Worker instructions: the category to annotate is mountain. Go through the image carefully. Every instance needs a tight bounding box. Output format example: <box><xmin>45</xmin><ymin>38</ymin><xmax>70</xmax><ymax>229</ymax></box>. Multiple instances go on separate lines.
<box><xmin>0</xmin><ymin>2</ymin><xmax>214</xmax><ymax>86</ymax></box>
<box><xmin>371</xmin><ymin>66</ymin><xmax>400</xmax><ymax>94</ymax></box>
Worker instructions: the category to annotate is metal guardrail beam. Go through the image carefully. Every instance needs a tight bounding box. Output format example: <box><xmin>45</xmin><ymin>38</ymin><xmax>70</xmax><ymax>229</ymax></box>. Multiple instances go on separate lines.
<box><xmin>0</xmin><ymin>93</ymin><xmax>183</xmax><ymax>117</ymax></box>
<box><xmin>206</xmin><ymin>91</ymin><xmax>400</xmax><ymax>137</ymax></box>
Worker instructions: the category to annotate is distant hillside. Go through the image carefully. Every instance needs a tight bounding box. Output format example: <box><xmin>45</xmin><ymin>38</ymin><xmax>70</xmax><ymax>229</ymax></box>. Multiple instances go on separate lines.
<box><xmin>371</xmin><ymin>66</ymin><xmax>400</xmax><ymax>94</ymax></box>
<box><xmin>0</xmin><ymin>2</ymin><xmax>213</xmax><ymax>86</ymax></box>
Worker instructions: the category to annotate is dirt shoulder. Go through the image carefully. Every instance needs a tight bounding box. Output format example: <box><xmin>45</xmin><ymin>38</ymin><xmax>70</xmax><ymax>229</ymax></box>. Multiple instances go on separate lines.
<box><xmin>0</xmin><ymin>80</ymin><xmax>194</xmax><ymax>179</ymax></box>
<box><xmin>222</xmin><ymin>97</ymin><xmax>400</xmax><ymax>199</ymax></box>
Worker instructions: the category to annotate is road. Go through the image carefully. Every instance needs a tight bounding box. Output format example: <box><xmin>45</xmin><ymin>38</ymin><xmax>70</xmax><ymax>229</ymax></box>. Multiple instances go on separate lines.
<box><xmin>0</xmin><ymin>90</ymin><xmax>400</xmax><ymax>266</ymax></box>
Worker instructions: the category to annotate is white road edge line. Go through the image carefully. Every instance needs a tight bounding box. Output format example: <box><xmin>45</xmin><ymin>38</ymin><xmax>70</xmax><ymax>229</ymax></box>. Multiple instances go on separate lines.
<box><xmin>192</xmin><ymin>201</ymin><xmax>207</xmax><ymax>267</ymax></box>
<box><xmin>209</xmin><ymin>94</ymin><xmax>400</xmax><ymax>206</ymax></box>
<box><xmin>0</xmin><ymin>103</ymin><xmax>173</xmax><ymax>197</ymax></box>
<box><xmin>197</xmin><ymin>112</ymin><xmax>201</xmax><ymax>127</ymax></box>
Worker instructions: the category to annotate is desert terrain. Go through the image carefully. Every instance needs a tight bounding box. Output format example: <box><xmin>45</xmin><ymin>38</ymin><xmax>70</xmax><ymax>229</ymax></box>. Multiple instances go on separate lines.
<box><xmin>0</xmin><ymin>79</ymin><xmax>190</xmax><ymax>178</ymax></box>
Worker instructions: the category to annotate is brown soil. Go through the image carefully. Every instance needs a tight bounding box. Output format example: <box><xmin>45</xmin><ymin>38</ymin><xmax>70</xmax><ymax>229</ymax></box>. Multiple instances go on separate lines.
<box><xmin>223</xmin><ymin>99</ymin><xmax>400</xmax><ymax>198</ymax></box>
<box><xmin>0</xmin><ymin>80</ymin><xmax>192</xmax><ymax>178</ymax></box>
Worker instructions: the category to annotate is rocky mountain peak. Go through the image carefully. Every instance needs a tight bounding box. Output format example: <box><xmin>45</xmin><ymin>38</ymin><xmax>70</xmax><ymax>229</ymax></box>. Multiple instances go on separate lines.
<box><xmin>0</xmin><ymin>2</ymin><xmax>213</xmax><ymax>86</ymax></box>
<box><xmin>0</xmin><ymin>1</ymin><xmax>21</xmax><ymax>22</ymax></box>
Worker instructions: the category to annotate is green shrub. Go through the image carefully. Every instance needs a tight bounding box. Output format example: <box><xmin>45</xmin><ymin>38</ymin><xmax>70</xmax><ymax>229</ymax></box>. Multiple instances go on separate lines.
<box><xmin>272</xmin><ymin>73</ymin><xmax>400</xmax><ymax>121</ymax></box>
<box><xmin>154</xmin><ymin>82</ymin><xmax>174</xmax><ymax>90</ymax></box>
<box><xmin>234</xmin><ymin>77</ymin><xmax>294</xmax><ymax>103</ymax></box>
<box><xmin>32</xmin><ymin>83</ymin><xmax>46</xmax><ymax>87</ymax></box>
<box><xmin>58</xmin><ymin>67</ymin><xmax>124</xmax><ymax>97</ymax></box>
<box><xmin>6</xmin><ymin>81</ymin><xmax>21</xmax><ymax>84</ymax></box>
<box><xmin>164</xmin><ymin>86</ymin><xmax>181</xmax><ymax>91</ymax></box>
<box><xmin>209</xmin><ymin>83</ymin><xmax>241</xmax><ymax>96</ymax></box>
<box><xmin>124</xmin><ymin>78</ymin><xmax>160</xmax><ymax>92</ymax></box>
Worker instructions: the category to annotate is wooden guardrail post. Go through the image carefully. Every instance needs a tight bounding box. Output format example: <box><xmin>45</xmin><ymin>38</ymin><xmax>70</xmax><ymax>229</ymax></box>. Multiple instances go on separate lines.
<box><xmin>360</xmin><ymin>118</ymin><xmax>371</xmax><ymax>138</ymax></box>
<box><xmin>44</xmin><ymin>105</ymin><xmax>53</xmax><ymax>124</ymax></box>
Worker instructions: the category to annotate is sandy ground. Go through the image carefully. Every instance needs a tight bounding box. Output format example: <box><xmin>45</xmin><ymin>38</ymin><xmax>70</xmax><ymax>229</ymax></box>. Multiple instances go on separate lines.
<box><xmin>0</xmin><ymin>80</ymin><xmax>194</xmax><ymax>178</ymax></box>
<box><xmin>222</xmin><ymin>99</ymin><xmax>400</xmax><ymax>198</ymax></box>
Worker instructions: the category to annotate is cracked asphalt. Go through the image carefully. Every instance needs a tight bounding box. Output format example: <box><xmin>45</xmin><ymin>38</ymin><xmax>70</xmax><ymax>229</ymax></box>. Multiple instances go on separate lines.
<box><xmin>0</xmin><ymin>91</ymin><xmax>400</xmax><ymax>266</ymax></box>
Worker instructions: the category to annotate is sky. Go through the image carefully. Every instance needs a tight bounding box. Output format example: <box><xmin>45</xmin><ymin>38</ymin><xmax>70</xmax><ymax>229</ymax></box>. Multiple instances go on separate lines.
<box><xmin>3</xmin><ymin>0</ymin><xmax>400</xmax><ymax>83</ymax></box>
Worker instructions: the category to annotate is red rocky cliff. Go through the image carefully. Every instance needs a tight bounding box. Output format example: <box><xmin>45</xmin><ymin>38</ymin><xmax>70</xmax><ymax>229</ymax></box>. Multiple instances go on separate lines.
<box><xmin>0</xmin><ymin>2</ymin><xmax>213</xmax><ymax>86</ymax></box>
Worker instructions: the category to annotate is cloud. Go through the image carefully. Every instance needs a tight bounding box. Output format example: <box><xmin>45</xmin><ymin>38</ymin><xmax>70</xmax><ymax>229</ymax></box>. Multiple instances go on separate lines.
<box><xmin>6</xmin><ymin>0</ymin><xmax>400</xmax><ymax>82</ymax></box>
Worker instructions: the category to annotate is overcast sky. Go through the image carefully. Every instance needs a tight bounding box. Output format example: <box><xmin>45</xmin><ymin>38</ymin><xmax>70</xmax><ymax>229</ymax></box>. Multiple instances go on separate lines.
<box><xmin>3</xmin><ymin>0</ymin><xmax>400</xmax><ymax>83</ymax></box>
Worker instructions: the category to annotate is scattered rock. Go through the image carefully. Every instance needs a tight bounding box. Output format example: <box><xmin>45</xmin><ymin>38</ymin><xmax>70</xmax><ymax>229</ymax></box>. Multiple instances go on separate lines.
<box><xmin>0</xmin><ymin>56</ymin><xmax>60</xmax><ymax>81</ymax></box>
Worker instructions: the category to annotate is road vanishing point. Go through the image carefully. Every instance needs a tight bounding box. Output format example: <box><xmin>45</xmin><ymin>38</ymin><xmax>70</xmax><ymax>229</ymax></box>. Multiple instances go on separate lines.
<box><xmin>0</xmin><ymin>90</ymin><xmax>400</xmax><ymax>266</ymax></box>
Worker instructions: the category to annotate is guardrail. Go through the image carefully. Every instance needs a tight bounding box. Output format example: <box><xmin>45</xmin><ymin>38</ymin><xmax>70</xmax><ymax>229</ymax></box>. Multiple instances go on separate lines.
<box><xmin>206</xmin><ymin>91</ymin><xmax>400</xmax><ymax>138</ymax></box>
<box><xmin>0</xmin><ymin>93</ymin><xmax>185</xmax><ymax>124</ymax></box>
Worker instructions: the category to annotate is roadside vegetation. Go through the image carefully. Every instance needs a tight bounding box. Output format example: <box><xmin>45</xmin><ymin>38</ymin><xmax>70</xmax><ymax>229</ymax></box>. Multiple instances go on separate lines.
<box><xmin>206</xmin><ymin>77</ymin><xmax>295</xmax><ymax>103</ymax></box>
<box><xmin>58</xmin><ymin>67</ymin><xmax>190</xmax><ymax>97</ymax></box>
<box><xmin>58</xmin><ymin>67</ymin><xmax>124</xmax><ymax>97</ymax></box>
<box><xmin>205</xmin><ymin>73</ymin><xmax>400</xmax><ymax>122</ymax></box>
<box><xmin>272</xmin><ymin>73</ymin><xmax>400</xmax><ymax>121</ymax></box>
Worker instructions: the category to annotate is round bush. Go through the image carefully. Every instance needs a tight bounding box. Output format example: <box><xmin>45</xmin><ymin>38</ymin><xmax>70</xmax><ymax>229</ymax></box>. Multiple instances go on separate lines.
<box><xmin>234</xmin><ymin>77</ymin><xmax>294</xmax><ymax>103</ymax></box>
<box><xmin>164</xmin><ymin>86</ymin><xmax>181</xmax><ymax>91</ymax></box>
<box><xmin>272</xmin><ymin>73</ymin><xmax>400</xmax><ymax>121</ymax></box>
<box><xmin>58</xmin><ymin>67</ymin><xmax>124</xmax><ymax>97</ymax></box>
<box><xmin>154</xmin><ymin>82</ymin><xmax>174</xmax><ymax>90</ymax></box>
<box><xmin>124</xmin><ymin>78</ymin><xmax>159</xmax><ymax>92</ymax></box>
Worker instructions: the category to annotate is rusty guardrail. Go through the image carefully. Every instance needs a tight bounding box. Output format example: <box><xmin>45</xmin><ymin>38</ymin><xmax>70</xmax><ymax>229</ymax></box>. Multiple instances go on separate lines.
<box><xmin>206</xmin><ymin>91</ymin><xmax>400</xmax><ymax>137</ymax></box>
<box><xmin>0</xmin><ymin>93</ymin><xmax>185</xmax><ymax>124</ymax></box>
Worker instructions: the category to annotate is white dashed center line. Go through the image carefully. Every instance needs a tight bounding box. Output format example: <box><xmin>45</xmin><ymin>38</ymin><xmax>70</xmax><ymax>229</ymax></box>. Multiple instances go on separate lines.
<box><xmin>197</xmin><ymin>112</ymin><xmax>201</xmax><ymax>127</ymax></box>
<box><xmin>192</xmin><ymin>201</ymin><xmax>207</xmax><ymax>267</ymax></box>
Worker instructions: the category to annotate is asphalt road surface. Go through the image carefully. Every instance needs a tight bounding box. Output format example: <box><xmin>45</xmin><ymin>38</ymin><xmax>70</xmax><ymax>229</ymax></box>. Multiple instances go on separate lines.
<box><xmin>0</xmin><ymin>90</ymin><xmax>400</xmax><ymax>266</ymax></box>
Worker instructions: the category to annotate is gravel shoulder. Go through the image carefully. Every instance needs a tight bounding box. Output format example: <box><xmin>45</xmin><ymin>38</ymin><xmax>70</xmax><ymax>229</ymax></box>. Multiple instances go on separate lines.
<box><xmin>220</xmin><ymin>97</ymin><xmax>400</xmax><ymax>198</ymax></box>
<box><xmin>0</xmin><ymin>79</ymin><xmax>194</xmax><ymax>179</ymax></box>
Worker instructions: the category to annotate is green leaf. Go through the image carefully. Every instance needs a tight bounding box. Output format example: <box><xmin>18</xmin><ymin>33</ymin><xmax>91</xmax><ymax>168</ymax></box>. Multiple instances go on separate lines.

Task:
Report each line in the listing above that contains the string "asphalt", reproducing every such line in full.

Result for this task:
Worker instructions: the category to annotate is cracked asphalt. Go through the image carefully. Every instance needs a tight bounding box. Output format example: <box><xmin>45</xmin><ymin>38</ymin><xmax>70</xmax><ymax>229</ymax></box>. Multiple instances go on separate lines.
Worker instructions: the category to annotate is asphalt road surface. Go through the image carefully. Every instance needs a tight bounding box. Output format example: <box><xmin>45</xmin><ymin>38</ymin><xmax>70</xmax><ymax>229</ymax></box>. Multiple instances go on separate lines.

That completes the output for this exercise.